Aim: Extend the TensorFlow integration guide below, starting right after its last sentence and keeping its step-by-step format.

Source extract:

==========

Skip to content

TensorFlow integration guide#

Tip

See also: Keras integration guide

Open in Colab

Custom dashboard displaying metadata logged with TensorFlow

In this guide, we'll use Neptune to log metadata while training models with TensorFlow. We'll cover the following:

  • Tracking and versioning some data.
  • Logging losses and other metrics generated from training.
  • Logging predictions over multiple epochs.
  • Saving the generated model to Neptune.

See example in Neptune  Example scripts 

Before you start#

To follow this example, have the following installed:

pip install -U neptune tensorflow numpy requests

Logging example#

In this example, we'll work with the MNIST dataset. We'll prepare the data, set up a training loop, and log the metadata with Neptune.

Create a script#

  1. Import the needed libraries:

    import io
    
    import requests
    import tensorflow as tf
    import numpy as np
    
    import neptune
    
  2. Start a Neptune run:

    run = neptune.init_run()
    
    If Neptune can't find your project name or API token

    As a best practice, you should save your Neptune API token and project name as environment variables:

    export NEPTUNE_API_TOKEN="h0dHBzOi8aHR0cHM6Lkc78ghs74kl0jv...Yh3Kb8"
    
    export NEPTUNE_PROJECT="ml-team/classification"
    

    Alternatively, you can pass the information when using a function that takes api_token and project as arguments:

    run = neptune.init_run(
        api_token="h0dHBzOi8aHR0cHM6Lkc78ghs74kl0jv...Yh3Kb8", # (1)!
        project="ml-team/classification", # (2)!
    )
    
    1. In the bottom-left corner, expand the user menu and select Get my API token.
    2. You can copy the path from the project details ( Details & privacy).

    If you haven't registered, you can log anonymously to a public project:

    api_token=neptune.ANONYMOUS_API_TOKEN
    project="common/quickstarts"
    

    Make sure not to publish sensitive data through your code!

  3. Download the MNIST dataset and track its metadata:

    response = requests.get(
        "https://storage.googleapis.com/tensorflow/tf-keras-datasets/mnist.npz"
    )
    with open("mnist.npz", "wb") as f:
        f.write(response.content)
    
    run["datasets/version"].track_files("mnist.npz")
    

    You can use the track_files() method for a file or folder when you want to track the metadata rather than upload the files in full.

    Learn more

    See how to work with files that are tracked as artifacts: Track artifacts

  4. Set up train and test sets:

    with np.load("mnist.npz") as data:
        train_examples = data["x_train"]
        train_labels = data["y_train"]
        test_examples = data["x_test"]
        test_labels = data["y_test"]
    
  5. Define and log model parameters:

    params = {
        "batch_size": 1024,
        "shuffle_buffer_size": 100,
        "lr": 0.001,
        "num_epochs": 10,
        "num_visualization_examples": 10,
    }
    
    run["training/model/params"] = params
    

    You can use simple assignment (=) to log single values or dictionaries to a field in the run. You can define the structure freely. In this case we're creating the nested namespaces "training/model" and, inside those, the "params" field where the dictionary is logged.

==========

Raw data:
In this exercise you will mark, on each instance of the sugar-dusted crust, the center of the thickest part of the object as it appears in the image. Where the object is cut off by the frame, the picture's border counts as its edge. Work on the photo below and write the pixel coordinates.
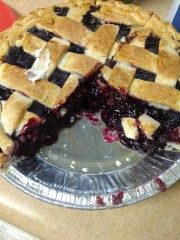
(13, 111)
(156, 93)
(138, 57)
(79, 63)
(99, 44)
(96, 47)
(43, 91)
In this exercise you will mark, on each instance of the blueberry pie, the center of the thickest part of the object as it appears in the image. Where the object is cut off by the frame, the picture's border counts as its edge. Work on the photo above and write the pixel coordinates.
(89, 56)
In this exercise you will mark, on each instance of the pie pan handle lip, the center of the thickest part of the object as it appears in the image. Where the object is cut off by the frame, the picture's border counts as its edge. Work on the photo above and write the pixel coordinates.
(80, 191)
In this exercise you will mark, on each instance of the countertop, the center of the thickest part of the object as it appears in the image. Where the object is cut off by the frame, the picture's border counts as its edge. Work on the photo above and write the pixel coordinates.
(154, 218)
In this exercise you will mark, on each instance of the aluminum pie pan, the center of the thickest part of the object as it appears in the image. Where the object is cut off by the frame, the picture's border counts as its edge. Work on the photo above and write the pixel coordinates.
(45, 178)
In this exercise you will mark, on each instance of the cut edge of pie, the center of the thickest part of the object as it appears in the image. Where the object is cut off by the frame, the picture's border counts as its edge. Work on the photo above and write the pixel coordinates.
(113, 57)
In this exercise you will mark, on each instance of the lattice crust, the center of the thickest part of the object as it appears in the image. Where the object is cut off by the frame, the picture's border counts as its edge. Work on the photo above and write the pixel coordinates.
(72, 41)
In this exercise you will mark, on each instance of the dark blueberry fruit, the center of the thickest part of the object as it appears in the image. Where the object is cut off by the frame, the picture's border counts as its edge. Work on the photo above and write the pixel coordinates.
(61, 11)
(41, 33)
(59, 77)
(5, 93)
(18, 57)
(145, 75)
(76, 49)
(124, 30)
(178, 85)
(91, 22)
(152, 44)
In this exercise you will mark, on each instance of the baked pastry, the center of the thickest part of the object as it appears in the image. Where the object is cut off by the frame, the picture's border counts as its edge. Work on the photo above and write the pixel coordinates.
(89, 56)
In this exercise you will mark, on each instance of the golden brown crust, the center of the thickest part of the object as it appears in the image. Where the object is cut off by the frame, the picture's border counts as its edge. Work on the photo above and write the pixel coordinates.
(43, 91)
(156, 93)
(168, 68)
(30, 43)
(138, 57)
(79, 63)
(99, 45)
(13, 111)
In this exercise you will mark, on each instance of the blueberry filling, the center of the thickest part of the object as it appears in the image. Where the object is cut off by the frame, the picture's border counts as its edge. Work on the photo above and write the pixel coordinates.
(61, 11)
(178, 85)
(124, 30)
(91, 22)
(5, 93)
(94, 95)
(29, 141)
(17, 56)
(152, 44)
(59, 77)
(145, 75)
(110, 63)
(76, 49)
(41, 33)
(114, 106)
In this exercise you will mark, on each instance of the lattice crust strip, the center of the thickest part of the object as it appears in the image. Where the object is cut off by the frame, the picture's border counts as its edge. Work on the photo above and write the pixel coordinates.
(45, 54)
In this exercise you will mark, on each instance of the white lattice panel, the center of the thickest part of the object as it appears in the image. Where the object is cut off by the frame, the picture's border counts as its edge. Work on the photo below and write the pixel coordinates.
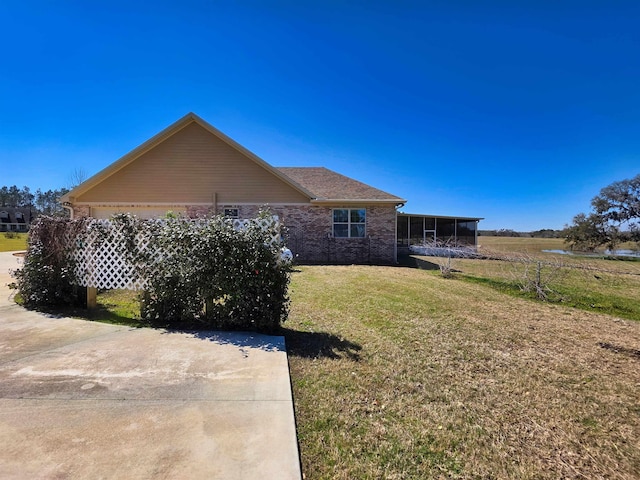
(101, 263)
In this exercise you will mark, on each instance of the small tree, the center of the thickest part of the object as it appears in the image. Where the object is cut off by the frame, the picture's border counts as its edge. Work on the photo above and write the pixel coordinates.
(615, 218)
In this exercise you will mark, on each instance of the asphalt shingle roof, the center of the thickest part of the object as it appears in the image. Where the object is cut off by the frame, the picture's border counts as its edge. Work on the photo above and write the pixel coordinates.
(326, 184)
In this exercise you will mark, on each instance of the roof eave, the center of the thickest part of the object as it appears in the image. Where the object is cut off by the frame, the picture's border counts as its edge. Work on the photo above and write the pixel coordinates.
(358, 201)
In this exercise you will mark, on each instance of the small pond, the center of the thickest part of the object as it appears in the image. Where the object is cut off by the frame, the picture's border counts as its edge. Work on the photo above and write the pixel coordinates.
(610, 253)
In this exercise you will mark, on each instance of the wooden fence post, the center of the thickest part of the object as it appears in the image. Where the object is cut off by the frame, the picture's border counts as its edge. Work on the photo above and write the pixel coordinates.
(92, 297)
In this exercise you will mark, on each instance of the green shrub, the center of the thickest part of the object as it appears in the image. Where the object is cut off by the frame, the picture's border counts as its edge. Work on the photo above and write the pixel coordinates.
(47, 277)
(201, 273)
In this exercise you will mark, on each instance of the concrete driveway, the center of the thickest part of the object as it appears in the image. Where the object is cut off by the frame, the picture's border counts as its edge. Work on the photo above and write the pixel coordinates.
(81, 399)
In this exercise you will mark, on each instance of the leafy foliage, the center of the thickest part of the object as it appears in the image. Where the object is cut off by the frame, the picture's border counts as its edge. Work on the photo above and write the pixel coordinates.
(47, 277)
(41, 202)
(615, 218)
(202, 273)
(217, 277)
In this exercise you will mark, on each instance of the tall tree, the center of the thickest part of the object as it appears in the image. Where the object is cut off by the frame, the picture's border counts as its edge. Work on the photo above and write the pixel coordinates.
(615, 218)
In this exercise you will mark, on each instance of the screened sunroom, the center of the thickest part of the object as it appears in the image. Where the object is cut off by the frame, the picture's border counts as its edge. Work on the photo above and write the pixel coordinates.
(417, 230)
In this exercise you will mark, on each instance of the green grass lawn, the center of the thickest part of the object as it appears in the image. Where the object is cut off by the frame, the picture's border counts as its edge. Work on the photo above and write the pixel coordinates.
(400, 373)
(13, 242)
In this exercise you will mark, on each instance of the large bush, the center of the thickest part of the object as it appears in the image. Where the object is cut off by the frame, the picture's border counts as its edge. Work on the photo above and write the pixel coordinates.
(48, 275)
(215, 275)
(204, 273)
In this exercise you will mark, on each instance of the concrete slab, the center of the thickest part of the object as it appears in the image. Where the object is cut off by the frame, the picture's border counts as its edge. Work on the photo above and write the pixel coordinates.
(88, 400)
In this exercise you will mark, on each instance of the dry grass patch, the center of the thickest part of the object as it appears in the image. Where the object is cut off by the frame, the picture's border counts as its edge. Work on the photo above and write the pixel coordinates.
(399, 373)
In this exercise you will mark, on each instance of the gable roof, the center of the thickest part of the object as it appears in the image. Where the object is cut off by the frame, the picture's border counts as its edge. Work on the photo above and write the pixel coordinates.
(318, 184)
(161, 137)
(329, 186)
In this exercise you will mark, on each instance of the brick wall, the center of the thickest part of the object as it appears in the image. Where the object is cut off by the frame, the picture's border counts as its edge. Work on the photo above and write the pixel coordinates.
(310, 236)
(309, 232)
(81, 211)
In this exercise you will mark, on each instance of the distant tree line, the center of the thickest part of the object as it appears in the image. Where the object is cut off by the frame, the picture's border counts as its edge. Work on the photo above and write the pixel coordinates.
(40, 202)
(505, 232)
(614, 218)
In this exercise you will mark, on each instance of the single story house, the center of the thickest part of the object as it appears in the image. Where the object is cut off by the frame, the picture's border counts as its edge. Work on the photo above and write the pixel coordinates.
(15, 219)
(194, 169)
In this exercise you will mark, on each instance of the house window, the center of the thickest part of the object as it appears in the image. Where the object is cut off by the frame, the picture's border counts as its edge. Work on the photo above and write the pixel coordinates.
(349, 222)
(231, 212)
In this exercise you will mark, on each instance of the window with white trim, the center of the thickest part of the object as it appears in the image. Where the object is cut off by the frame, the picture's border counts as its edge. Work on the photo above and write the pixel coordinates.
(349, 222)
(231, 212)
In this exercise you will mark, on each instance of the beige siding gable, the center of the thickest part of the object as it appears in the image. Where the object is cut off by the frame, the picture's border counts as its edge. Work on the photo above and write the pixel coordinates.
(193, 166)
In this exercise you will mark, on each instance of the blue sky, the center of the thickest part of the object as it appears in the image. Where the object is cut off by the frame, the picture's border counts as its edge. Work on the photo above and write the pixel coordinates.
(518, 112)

==========

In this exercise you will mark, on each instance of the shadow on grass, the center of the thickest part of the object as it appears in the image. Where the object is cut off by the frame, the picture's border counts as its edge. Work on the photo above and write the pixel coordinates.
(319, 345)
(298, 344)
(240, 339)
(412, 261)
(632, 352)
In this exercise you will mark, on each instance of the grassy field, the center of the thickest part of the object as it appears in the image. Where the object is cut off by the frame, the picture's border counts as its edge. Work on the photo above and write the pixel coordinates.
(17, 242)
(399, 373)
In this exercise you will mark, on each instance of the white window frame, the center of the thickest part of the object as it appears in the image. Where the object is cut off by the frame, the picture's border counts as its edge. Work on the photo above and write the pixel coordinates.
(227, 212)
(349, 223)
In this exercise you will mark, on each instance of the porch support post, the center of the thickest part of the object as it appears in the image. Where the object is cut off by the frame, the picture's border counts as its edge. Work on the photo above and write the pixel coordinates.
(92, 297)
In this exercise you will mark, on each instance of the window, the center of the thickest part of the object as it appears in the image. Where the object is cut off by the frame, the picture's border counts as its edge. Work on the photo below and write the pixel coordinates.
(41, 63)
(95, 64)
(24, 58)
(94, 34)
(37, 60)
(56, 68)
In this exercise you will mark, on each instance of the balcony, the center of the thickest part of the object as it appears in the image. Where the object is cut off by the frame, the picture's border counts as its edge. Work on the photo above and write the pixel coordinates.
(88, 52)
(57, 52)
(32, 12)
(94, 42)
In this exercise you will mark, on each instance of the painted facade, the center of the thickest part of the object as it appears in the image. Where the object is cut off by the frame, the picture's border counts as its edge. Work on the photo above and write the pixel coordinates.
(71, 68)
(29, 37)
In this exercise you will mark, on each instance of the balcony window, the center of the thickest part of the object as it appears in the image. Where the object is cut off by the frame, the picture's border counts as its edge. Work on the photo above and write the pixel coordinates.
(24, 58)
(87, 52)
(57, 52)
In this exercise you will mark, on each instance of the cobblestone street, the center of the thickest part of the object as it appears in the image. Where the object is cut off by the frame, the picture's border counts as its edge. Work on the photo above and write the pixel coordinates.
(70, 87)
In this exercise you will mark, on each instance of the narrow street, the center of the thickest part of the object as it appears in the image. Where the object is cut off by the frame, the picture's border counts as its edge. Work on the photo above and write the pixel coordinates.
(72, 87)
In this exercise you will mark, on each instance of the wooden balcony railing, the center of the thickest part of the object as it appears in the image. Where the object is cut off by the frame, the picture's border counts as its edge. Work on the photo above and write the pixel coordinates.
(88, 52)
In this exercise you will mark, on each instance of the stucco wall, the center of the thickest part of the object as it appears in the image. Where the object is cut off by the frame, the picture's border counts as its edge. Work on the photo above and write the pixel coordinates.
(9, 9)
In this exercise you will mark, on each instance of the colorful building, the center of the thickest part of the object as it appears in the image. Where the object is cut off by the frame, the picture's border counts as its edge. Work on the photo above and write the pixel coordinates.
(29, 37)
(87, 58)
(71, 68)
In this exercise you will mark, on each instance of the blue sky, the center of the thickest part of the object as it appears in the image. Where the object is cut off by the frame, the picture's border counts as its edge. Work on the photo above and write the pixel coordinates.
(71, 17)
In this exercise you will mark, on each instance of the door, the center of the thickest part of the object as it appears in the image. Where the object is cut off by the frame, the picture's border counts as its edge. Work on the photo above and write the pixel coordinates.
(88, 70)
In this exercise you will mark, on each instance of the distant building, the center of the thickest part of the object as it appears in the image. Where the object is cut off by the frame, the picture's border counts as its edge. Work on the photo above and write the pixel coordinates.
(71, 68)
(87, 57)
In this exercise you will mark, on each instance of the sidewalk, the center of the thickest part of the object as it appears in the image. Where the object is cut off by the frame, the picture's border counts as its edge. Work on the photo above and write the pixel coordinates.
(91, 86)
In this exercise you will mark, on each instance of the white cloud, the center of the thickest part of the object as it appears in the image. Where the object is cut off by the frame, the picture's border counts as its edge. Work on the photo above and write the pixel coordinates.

==========

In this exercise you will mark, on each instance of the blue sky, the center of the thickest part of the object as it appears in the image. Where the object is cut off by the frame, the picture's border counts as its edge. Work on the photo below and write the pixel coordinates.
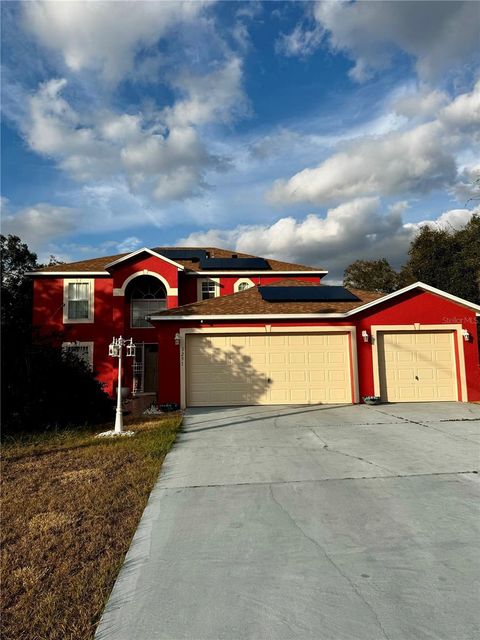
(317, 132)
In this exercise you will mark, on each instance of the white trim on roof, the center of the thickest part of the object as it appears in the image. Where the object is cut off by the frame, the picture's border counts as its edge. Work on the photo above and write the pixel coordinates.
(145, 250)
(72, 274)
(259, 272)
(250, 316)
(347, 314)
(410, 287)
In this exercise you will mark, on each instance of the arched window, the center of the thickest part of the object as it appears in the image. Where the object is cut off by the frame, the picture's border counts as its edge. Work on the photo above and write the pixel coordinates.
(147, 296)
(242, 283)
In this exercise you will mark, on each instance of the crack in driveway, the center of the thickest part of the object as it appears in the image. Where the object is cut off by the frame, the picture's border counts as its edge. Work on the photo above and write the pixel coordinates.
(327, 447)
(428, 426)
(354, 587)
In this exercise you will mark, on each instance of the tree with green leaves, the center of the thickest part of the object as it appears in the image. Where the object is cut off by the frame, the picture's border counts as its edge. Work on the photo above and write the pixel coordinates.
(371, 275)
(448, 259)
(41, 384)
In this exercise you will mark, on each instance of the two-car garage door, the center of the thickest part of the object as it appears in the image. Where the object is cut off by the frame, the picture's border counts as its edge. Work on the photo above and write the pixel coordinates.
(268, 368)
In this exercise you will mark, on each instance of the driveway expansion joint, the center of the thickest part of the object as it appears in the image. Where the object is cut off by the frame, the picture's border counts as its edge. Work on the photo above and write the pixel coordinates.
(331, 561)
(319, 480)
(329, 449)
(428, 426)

==========

Written response:
    Learn more

    Learn about the structure of Neptune objects: Namespaces and fields

  6. Normalize and prepare the data for training:

    def normalize_img(image):
        """Normalizes images: `uint8` -> `float32`."""
        return tf.cast(image, tf.float32)
    
    
    train_examples = normalize_img(train_examples)
    test_examples = normalize_img(test_examples)
    
    train_dataset = tf.data.Dataset.from_tensor_slices((train_examples, train_labels))
    test_dataset = tf.data.Dataset.from_tensor_slices((test_examples, test_labels))
    
    train_dataset = train_dataset.shuffle(params["shuffle_buffer_size"]).batch(
        params["batch_size"]
    )
    test_dataset = test_dataset.batch(params["batch_size"])
    
  7. Prepare the model:

    model = tf.keras.models.Sequential(
        [
            eras.layers.Input(shape=(28, 28)),
            tf.keras.layers.Flatten(),
            tf.keras.layers.Dense(128, activation="relu"),
            tf.keras.layers.Dense(10),
        ]
    )
    
    loss_object = tf.keras.losses.SparseCategoricalCrossentropy(from_logits=True)
    optimizer = tf.keras.optimizers.Adam(params["lr"])
    
    with io.StringIO() as s:
        model.summary(print_fn=lambda x, **kwargs: s.write(x + "\n"))
        model_summary = s.getvalue()
    
  8. Log the model summary:

    run["training/model/summary"] = model_summary
    
  9. Set up a training loop with Neptune logging (highlighted):

    def loss_and_preds(model, x, y, training):
        # training=training is needed only if there are layers with different
        # behavior during training versus inference (e.g. Dropout)
        y_ = model(x, training=training)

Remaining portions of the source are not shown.